Records for the exercise:
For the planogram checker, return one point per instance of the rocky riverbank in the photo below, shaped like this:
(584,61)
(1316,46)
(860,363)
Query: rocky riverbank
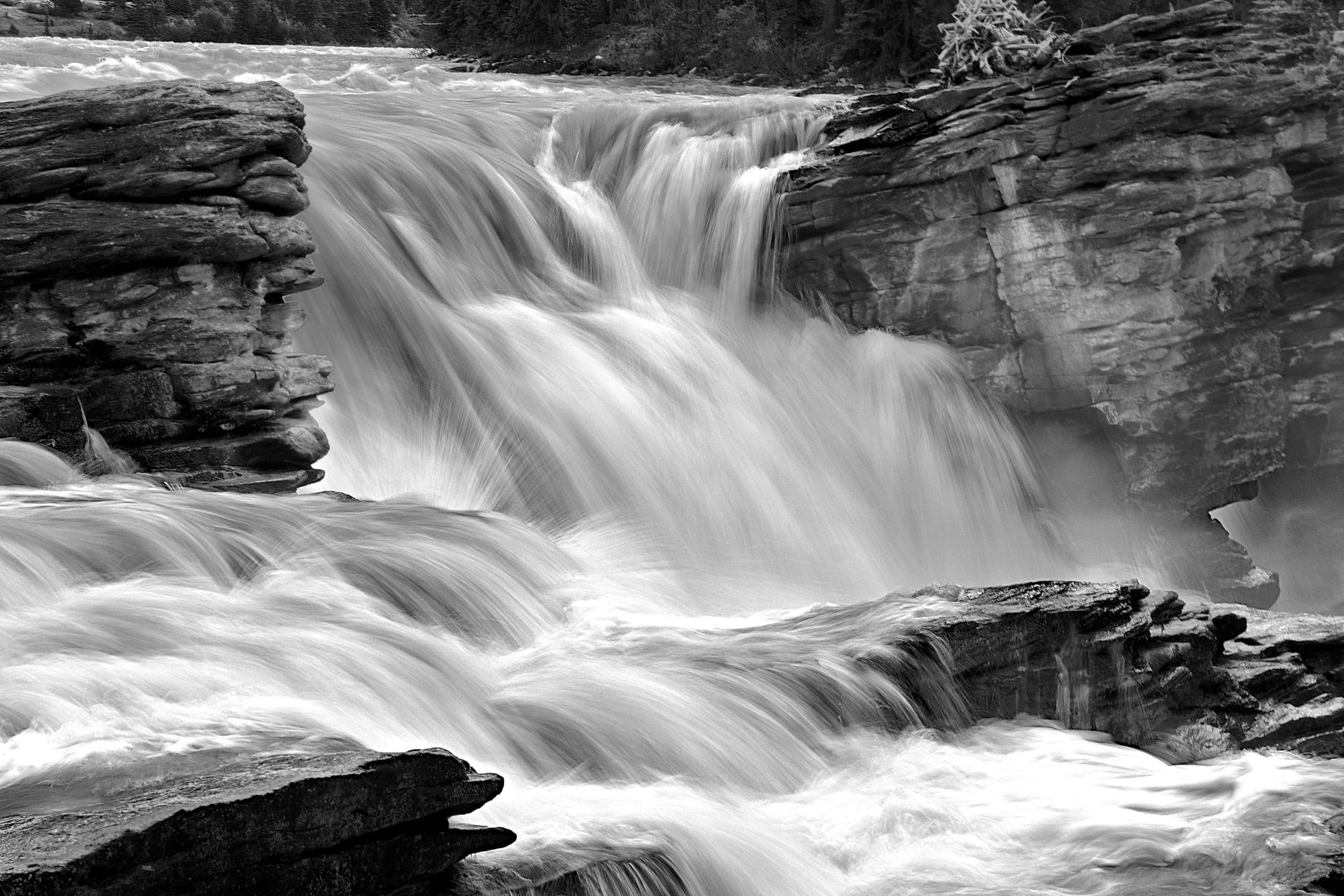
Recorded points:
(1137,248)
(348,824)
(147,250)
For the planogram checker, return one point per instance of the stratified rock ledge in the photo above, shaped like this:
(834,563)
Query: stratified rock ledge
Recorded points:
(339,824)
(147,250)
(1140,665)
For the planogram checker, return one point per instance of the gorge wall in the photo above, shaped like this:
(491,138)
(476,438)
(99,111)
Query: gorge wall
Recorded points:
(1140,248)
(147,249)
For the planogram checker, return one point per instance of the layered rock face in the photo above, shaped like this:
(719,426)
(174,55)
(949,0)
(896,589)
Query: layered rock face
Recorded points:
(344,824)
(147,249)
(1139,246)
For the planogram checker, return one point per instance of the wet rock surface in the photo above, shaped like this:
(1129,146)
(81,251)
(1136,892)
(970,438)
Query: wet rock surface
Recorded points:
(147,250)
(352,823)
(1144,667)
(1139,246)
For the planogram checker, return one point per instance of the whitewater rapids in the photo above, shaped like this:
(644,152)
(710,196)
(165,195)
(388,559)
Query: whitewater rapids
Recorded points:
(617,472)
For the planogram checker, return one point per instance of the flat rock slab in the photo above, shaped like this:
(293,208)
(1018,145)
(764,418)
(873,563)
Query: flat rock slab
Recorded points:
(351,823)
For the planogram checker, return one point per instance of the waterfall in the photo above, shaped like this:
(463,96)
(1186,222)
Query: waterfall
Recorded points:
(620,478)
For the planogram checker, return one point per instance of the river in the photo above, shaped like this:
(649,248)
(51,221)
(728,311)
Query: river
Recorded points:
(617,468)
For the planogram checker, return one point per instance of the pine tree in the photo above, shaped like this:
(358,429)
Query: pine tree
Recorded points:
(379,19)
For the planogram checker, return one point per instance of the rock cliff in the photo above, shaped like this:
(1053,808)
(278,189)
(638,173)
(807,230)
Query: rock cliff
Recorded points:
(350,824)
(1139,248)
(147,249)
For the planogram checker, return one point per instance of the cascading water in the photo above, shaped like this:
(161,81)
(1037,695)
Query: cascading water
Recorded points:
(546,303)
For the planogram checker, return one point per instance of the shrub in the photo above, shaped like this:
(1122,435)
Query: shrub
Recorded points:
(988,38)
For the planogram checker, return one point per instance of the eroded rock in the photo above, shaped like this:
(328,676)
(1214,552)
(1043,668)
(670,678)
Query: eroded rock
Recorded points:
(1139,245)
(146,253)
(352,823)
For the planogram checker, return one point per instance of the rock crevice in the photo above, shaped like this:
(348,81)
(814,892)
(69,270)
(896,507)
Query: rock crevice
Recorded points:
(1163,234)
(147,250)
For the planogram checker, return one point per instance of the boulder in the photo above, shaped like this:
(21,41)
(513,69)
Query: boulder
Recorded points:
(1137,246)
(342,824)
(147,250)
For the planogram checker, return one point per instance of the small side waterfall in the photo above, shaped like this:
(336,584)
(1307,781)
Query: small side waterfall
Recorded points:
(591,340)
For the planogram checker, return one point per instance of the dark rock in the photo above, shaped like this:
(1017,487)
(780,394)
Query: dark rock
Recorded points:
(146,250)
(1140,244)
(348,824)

Written problem: Every line from the one containing "of the eroded" through the last line must be copied exactly; leave out the rest.

Task response:
For the planogram checker, return one point per instance of the eroded rock in the photo above, shaped like this:
(328,676)
(1214,552)
(1043,668)
(670,678)
Query: eroded rock
Recorded points:
(1139,245)
(146,253)
(352,823)
For the planogram checker, return one point per instance of the rock crevice in the photo above, shaped like this:
(348,81)
(814,892)
(69,270)
(896,507)
Query: rock crevice
Recorded points:
(1163,234)
(147,250)
For the planogram checker, return one point per instance of the boulder in the photo above, shaped like this:
(21,41)
(513,69)
Query: boulder
Recorded points:
(1137,246)
(342,824)
(147,250)
For the planogram checker, return one point per instance of the small side waterfall in the photo above, shaped like this:
(336,584)
(1307,781)
Query: small side waterfall
Recorded points:
(591,340)
For the planogram checker, return one point per instance of the dark rock in the photo above, shaped like this:
(1017,487)
(780,394)
Query: dark rock
Recorded points:
(146,250)
(1140,244)
(348,824)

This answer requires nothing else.